Document extract —
Segment Open
House Republicans want to probe the Biden administration on Twitter. I'm rather curious to see how that will go.

Quote
As one of their first orders of business in the new Congress, House Republicans plan to probe the pressure the Biden administration put on social media companies to suppress certain sorts of content. The inquiry will come as part of a new Select Subcommittee on the Weaponization of the Federal Government.

The subcommittee "will demand copies of White House emails, memos and other communications with Big Tech companies," reports Axios.

A series of recently released internal documents—some as part of a lawsuit filed by Missouri and Louisiana and some as part of documents that new Twitter CEO Elon Musk has been sharing with journalists—showcase requests by the federal government to control the flow of content and information on Facebook and Twitter. During both the Biden and Trump administrations, federal officials were in close contact with these Big Tech companies. They warned of potential misinformation around elections and COVID-19 and frequently flagged specific content they considered dangerous or suspect.

To be clear, there's nothing strictly wrong with such warnings and requests. So long as officials aren't demanding content be taken down, or threatening adverse action if it is not, then these officials do not run afoul of the First Amendment.
Segment Closed
Data —
Segment Open
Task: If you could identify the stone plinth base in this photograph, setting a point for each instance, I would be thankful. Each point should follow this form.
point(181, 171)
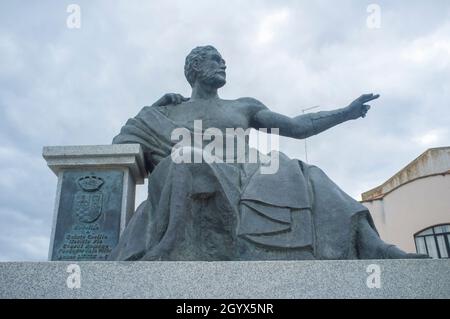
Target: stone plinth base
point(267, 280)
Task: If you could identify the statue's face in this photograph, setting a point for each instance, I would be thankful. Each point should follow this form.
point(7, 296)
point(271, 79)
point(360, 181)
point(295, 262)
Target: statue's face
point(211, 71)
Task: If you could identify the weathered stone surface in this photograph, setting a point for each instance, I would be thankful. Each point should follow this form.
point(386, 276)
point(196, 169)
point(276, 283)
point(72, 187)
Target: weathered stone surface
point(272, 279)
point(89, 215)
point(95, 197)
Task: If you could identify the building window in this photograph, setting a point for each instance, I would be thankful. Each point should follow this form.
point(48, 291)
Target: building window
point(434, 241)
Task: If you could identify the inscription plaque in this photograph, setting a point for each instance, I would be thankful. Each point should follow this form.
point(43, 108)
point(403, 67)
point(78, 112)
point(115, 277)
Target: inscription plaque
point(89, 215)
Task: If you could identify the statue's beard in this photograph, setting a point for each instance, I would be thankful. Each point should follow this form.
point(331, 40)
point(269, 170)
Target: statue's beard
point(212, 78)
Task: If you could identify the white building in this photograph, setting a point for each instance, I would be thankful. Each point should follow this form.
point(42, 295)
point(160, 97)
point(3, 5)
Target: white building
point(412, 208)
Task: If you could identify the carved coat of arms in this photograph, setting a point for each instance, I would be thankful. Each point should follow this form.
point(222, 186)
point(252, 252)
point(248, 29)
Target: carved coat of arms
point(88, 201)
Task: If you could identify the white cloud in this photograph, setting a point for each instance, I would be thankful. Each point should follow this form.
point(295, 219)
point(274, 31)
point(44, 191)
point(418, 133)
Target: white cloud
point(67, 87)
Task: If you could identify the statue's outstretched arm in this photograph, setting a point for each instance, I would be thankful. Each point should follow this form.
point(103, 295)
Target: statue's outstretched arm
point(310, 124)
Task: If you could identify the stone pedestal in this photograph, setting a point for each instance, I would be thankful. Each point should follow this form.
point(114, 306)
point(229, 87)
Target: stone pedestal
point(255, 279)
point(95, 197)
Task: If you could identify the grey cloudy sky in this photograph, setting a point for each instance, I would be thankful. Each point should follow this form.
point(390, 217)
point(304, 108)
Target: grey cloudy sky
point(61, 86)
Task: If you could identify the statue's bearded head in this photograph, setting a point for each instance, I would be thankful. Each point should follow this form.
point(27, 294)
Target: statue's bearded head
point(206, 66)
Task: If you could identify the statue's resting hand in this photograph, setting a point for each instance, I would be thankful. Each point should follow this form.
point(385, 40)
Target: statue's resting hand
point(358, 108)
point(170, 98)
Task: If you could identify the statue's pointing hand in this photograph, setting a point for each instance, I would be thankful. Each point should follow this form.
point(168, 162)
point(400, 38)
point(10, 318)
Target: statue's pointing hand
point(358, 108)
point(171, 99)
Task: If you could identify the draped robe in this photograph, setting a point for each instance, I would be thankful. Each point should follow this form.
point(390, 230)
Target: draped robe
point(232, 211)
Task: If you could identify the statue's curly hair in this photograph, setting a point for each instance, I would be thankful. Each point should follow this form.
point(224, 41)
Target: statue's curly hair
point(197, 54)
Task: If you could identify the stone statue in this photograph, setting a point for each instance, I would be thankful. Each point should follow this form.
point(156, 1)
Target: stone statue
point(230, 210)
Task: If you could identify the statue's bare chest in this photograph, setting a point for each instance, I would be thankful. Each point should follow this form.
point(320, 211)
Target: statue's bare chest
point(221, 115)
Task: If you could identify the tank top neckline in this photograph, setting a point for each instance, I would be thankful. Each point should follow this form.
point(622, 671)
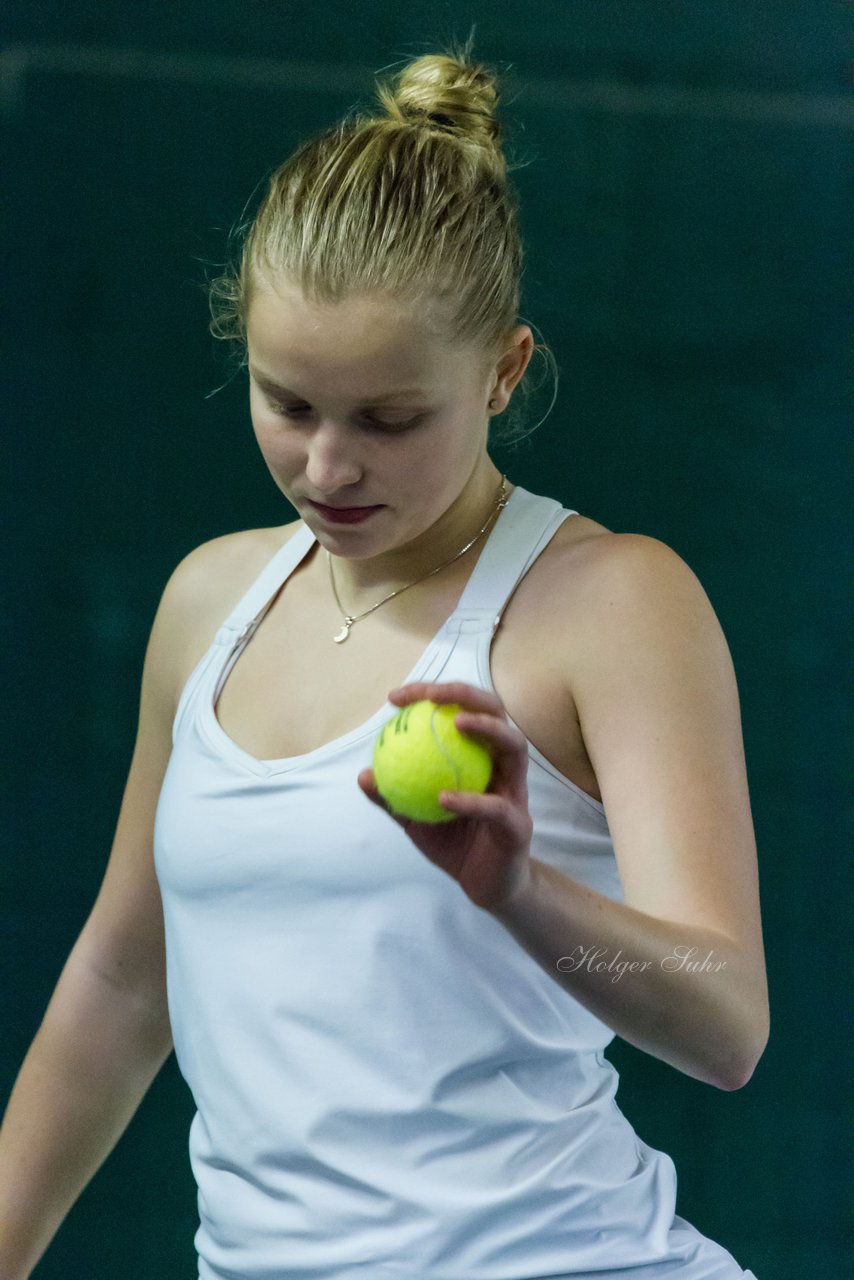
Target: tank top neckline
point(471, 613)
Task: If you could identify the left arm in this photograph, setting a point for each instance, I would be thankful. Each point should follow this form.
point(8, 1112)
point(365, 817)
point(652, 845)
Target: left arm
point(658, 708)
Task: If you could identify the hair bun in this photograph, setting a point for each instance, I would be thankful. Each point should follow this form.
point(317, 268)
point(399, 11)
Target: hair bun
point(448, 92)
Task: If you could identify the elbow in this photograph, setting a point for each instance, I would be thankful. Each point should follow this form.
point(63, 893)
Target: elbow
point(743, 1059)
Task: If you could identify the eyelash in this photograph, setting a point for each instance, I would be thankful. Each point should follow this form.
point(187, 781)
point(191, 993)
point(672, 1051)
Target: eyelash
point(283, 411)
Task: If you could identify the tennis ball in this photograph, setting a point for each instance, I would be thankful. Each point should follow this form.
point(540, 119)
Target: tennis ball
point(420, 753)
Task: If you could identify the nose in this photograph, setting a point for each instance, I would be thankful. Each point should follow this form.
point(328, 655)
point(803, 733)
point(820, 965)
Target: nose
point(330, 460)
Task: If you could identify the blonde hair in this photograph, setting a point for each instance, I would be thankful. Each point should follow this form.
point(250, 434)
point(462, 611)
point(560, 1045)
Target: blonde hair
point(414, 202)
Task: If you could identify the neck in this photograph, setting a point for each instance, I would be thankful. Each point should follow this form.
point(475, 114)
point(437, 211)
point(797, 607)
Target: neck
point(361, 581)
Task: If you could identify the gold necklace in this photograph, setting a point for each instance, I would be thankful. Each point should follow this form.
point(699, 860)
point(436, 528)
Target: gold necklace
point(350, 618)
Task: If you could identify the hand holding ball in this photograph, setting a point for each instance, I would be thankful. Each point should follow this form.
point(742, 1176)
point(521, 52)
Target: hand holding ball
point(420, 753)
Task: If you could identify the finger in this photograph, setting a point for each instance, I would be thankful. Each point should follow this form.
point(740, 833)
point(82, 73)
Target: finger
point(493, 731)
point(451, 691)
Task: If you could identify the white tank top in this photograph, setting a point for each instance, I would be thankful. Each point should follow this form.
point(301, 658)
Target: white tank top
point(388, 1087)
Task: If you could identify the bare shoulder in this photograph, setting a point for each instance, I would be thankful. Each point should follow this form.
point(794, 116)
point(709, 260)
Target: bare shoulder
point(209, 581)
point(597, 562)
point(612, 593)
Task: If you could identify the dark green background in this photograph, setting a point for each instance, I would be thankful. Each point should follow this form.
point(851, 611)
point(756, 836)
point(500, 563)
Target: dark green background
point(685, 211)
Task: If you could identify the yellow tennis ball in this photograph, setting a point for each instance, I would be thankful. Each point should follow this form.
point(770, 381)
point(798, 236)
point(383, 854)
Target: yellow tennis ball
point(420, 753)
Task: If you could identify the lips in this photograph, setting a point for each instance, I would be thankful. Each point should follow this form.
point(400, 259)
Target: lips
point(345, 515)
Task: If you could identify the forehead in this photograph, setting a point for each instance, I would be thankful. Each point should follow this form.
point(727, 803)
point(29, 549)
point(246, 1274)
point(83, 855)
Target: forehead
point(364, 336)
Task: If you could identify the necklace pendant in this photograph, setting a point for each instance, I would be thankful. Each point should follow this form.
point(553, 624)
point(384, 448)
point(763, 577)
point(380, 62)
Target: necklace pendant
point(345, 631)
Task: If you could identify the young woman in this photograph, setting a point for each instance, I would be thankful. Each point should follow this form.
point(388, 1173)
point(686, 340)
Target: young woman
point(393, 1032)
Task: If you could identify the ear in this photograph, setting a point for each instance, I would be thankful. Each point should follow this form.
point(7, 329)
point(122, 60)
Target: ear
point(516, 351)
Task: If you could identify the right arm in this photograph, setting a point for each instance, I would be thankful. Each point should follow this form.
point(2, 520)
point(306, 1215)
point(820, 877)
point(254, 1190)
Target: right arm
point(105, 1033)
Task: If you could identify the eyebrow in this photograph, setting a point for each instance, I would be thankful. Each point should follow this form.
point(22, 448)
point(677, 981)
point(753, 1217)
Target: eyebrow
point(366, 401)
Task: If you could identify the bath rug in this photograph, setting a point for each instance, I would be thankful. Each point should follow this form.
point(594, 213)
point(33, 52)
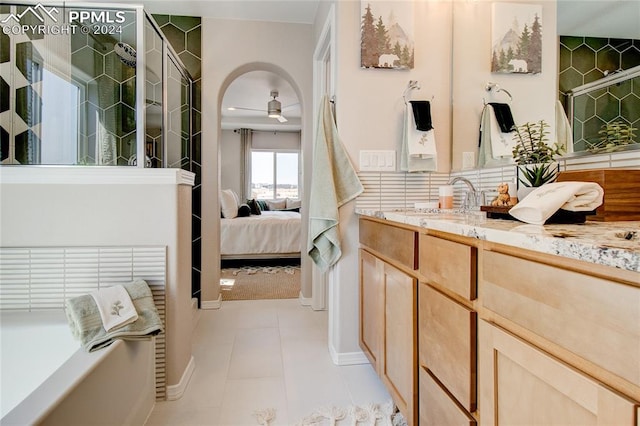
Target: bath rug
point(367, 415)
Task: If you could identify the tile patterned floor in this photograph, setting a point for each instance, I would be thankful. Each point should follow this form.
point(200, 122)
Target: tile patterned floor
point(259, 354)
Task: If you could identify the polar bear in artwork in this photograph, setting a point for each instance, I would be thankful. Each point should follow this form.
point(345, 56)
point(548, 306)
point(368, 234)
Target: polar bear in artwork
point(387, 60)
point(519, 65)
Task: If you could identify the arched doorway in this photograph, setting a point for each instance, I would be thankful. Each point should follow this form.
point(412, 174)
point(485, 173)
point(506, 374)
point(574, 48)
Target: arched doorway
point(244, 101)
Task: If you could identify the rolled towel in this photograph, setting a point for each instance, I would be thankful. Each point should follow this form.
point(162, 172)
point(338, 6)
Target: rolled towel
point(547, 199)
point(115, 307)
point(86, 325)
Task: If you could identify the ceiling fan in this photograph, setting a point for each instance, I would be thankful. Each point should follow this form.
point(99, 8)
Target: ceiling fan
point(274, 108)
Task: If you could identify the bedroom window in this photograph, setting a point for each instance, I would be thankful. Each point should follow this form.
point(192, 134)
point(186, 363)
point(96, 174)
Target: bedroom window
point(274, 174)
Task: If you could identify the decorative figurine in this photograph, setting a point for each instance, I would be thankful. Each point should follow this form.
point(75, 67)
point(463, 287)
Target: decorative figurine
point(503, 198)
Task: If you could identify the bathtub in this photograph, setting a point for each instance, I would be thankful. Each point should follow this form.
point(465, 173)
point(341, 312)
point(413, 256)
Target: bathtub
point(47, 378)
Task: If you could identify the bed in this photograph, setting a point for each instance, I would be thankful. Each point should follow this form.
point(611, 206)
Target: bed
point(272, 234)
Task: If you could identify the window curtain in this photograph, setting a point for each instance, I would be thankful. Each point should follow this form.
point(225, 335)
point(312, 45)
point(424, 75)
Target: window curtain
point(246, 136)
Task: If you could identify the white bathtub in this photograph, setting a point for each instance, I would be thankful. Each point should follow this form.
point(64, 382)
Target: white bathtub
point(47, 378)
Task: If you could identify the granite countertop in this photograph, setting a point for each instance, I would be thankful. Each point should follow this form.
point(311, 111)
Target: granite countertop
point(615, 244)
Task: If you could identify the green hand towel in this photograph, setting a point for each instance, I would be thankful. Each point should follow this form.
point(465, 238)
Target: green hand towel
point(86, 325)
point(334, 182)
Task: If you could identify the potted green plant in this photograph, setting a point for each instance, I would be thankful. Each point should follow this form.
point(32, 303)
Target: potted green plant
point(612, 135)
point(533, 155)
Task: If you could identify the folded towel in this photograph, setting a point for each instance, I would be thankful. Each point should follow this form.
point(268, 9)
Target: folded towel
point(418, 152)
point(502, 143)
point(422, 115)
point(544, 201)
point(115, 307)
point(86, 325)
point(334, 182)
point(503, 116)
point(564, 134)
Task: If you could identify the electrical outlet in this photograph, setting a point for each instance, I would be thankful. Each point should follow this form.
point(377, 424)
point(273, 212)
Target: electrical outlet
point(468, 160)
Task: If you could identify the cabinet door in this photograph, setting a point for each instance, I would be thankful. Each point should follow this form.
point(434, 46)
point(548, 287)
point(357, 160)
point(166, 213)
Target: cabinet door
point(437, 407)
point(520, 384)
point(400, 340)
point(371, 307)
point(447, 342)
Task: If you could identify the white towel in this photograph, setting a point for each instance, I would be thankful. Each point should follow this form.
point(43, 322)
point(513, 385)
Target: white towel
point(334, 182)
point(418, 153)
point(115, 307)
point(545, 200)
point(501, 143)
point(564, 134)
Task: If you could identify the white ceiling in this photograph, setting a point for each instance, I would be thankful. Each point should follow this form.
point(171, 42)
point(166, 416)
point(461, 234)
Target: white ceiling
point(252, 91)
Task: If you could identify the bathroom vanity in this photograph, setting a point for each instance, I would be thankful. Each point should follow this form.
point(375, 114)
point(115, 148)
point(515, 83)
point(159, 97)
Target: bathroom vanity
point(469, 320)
Segment Closed
To do —
[1] For the passage on the House probe, state whether each statement agrees with it, answering yes or no and quoting the deciding words.
(a) The inquiry is part of a new Select Subcommittee on the Weaponization of the Federal Government.
(b) Federal officials were in close contact with Big Tech companies only during the Biden administration.
(c) Officials who flag content always violate the First Amendment.
[2] Answer these from the passage on the House probe, one per line:
(a) Which outlet reports that the subcommittee will demand copies of White House communications with Big Tech companies?
(b) Which two states filed the lawsuit mentioned in the passage?
(c) On which two platforms did the federal government request control of the flow of content?
Answer from the passage on the House probe alone, not from the items.

Solutions to each task —
[1]
(a) Yes: "The inquiry will come as part of a new Select Subcommittee on the Weaponization of the Federal Government."
(b) No: "During both the Biden and Trump administrations, federal officials were in close contact with these Big Tech companies."
(c) No: "So long as officials aren't demanding content be taken down, or threatening adverse action if it is not, then these officials do not run afoul of the First Amendment."

[2]
(a) Axios
(b) Missouri and Louisiana
(c) Facebook and Twitter